TASK DIRECTIONS ::
Take the line with "Target: raised hand" and the rest of the lines after it, to the end of the entries, and restate them exactly.

START DATA RECORDS

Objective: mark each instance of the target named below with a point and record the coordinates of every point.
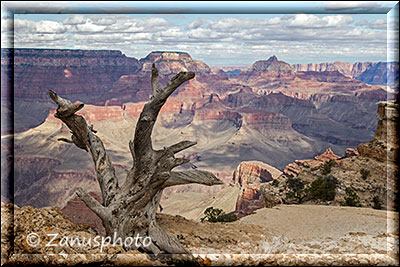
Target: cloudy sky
(216, 39)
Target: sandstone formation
(381, 73)
(296, 167)
(254, 172)
(272, 64)
(250, 176)
(269, 114)
(345, 236)
(370, 171)
(385, 144)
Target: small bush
(327, 167)
(323, 188)
(275, 183)
(217, 215)
(377, 203)
(351, 199)
(296, 191)
(365, 174)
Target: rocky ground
(283, 235)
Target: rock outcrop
(364, 177)
(296, 167)
(380, 73)
(77, 73)
(250, 176)
(254, 172)
(385, 144)
(272, 64)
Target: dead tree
(130, 209)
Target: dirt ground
(294, 229)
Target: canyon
(271, 112)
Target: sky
(317, 32)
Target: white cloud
(75, 20)
(243, 38)
(89, 27)
(344, 5)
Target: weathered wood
(83, 137)
(131, 210)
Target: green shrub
(296, 192)
(377, 203)
(351, 198)
(217, 215)
(327, 167)
(365, 173)
(323, 188)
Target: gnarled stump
(130, 209)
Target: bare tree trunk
(130, 209)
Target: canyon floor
(283, 235)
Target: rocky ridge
(366, 175)
(380, 73)
(212, 243)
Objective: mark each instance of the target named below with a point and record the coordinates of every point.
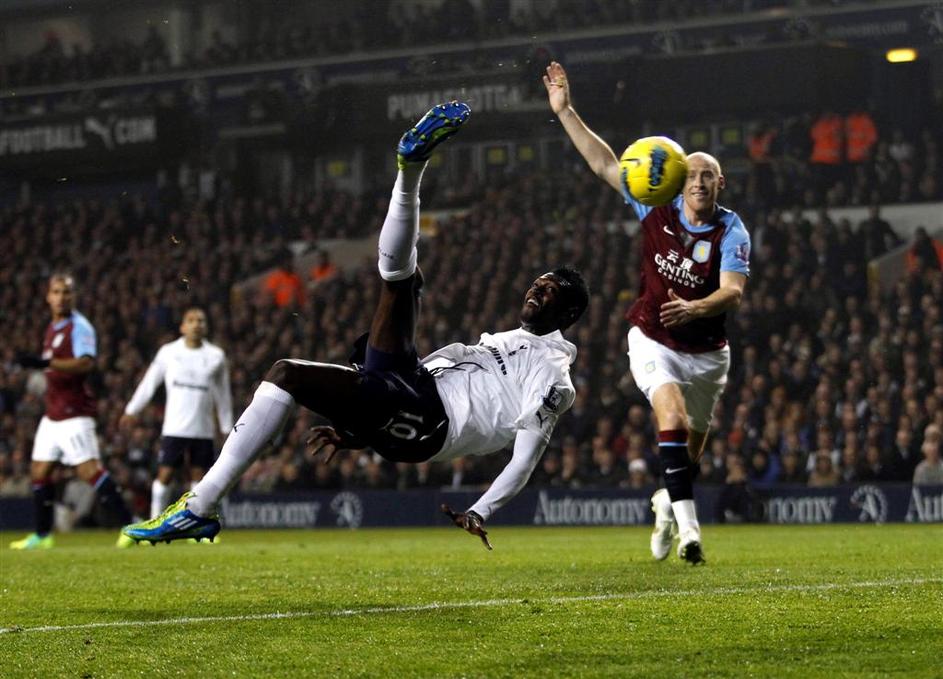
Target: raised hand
(558, 87)
(469, 521)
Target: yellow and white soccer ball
(654, 170)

END DATA RECORDS

FINISHED TASK ::
Target: raised hand
(558, 87)
(469, 521)
Target: yellow and white soccer ball
(654, 170)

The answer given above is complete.